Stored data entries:
Start of Block

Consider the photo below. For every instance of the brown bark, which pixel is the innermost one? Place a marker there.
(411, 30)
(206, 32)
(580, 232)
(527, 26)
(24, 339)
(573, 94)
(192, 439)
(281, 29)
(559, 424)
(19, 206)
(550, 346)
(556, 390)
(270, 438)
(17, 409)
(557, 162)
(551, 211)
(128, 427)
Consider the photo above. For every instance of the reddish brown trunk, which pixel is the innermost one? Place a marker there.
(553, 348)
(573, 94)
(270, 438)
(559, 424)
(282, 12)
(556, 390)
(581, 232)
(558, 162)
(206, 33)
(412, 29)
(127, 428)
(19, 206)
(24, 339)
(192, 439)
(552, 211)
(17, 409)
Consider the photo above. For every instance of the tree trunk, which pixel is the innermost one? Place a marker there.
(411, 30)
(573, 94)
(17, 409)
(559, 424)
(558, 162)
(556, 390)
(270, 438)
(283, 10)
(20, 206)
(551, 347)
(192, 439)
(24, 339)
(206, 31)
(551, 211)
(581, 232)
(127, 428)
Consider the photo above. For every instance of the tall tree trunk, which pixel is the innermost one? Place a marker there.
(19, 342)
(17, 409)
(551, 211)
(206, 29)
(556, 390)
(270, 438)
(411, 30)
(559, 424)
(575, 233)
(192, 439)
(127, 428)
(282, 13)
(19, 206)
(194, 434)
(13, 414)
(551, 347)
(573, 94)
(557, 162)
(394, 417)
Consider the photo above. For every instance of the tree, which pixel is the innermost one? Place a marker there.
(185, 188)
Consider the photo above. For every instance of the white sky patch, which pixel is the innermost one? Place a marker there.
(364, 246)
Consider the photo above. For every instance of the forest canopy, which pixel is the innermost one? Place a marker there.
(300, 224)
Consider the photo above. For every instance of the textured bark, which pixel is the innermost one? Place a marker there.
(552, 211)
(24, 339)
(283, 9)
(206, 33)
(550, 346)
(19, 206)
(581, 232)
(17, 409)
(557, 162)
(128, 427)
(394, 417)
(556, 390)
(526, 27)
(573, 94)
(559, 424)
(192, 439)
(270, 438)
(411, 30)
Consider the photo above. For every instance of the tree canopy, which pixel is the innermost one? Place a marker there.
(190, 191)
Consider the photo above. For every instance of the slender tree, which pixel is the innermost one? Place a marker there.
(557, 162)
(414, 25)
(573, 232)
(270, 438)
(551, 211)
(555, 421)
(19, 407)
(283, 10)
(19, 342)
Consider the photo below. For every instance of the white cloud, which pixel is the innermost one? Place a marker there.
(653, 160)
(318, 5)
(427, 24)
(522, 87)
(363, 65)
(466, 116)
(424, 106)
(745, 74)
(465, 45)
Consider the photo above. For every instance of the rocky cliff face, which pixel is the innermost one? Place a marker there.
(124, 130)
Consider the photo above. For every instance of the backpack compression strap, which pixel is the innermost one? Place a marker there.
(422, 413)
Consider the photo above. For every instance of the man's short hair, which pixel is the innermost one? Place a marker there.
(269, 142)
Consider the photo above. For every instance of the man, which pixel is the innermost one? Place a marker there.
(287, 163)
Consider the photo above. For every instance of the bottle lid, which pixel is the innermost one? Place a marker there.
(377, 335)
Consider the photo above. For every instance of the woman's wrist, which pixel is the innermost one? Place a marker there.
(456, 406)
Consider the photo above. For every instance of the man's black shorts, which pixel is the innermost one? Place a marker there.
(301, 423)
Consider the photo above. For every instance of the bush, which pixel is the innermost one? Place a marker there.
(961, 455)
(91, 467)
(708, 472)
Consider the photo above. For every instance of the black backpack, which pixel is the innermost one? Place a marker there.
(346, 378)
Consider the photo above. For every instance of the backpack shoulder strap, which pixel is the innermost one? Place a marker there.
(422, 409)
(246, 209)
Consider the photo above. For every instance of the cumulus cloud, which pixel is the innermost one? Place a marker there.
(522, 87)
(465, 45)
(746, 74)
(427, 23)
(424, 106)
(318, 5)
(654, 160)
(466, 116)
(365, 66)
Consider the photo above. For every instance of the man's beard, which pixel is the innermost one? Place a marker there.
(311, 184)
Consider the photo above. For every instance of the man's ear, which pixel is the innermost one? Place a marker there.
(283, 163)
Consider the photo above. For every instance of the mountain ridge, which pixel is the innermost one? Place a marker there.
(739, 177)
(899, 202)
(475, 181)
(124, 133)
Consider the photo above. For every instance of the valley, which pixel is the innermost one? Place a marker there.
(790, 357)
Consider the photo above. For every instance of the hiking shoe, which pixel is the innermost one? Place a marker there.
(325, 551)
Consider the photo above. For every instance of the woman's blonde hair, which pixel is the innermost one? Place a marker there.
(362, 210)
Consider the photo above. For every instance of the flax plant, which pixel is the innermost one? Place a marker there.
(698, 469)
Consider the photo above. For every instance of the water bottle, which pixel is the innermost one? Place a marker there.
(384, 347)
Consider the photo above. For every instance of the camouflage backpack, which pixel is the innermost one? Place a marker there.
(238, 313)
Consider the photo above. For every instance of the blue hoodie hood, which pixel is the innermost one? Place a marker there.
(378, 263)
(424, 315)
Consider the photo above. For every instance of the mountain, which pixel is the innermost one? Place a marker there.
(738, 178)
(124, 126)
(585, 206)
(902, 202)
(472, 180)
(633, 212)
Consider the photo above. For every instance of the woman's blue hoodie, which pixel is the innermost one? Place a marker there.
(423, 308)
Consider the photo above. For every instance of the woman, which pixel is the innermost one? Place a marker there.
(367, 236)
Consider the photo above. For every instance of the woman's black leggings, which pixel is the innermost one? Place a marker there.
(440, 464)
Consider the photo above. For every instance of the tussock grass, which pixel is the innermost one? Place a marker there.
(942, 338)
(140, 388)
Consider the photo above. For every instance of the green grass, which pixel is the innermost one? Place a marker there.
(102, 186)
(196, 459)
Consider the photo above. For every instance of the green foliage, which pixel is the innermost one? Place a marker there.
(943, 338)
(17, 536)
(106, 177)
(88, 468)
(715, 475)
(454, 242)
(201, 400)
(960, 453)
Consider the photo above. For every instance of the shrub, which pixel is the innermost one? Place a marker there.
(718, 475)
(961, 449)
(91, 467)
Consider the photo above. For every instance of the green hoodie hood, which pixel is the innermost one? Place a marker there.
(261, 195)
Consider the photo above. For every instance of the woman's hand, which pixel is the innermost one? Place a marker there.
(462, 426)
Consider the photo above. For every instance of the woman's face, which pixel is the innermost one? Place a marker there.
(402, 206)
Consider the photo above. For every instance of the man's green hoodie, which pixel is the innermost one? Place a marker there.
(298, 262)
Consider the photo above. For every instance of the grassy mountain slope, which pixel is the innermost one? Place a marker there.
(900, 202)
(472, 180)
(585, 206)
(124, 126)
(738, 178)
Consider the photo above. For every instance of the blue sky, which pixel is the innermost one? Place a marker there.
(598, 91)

End of Block
Start of Block

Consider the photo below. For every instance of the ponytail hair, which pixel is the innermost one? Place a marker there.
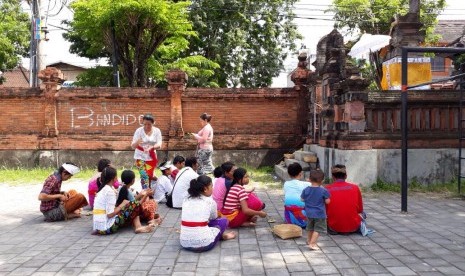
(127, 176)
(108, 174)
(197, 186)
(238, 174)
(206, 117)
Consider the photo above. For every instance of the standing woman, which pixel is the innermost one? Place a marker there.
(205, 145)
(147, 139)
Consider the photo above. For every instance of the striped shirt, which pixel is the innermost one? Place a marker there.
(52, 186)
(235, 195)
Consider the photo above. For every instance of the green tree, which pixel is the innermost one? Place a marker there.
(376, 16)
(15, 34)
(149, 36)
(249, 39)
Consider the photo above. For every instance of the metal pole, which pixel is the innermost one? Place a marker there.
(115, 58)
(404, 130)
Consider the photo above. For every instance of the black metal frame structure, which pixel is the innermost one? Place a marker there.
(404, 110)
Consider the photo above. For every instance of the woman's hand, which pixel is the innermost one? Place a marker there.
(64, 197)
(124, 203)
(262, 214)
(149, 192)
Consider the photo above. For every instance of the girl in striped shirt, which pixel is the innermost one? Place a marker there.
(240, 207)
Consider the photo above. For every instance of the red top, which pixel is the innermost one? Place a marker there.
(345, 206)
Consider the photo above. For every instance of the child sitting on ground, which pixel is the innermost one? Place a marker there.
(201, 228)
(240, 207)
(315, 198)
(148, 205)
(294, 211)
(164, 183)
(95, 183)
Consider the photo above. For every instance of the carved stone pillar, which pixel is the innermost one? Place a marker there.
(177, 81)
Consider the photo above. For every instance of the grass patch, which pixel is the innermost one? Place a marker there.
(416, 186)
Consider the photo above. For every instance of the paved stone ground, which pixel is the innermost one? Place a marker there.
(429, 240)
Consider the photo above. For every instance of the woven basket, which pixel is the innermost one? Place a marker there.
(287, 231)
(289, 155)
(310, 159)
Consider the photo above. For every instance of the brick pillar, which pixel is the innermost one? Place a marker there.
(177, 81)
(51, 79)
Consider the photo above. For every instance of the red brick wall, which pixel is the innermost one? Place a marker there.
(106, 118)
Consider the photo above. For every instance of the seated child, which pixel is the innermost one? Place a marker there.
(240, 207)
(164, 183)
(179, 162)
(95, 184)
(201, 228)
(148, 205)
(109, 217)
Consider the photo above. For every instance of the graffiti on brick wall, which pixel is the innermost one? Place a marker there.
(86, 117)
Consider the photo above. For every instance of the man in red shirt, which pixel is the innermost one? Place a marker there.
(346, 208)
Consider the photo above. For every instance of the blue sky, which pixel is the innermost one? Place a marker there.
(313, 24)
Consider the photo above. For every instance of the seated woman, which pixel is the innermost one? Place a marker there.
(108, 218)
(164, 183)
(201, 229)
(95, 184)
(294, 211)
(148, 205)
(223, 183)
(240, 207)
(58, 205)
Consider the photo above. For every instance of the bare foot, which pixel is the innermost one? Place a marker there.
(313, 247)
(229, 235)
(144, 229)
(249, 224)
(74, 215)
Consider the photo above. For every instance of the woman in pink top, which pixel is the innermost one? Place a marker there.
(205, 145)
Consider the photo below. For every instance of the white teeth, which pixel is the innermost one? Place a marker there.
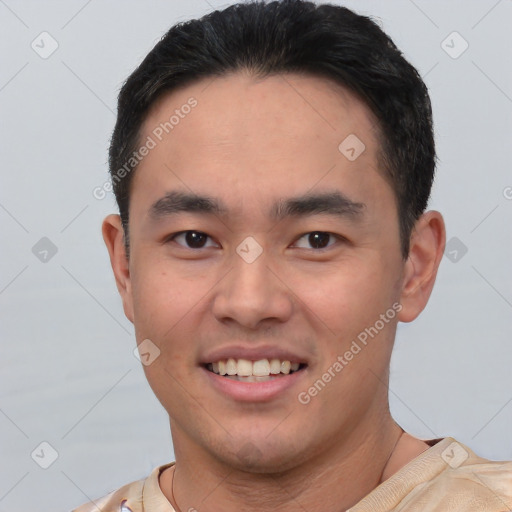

End of Block
Start of Block

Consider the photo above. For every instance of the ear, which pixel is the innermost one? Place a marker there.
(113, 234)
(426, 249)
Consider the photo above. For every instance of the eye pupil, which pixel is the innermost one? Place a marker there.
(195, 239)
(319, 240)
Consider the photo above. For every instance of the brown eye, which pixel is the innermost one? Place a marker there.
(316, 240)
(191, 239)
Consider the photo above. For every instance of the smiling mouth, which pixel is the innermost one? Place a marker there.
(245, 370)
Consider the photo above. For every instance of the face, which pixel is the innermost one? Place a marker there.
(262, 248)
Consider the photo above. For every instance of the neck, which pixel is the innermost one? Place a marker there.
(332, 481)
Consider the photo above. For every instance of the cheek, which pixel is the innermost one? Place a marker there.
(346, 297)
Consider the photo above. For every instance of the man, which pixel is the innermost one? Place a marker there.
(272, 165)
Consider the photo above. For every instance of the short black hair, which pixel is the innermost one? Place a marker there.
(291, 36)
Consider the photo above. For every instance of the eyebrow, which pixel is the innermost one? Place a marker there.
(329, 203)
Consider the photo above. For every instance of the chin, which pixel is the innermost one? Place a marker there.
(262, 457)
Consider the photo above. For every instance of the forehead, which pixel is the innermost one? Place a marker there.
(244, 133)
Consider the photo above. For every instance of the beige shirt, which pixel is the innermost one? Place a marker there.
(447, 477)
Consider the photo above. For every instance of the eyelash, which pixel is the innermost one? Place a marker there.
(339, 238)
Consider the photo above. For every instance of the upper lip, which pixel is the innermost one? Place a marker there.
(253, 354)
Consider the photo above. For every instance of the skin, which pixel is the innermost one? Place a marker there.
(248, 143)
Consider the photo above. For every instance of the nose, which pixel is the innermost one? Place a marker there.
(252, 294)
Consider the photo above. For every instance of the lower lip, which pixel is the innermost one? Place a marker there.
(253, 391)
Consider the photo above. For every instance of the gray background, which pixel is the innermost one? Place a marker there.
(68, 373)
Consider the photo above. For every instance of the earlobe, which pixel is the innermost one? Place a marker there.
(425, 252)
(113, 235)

End of Block

■ Problem ■
Using the records above, copy word for word the line with "seated child, which", the line with "white teeth, which", and every line between them.

■ Output below ■
Consider the photo above. For every instance of the seated child, which pixel is the innermost one? Place a marker there.
(240, 207)
(164, 183)
(179, 162)
(95, 184)
(201, 228)
(148, 205)
(109, 217)
Consider the photo above. For every instance of the graffiti on brick wall, which pixel is the innermost one? Place a marker there.
(86, 117)
Consider the photo above. For every instance of the man in red shirt, which pixel is the innermost one? Place a marker there.
(346, 208)
Consider the photo above. For every instance of the blue sky, which pixel is the innermost one? Place a marker there.
(313, 24)
Consider the photo above. For every instance of the seated woman, which pixel is the innermost one? Place a marker there.
(108, 218)
(164, 183)
(201, 229)
(95, 184)
(294, 211)
(148, 205)
(223, 183)
(240, 207)
(58, 205)
Consider the photo above. For every instance of the bare foot, which pixel is the innermost one? Place a marker there.
(313, 247)
(229, 235)
(144, 229)
(249, 224)
(74, 215)
Consider the photo above. For every instance of the woman in pink top, which pixel is the innermost one? Place a marker there.
(205, 145)
Consider the photo below. For every instance of the white teeth, which pixel is the innermost one? Place a marker there.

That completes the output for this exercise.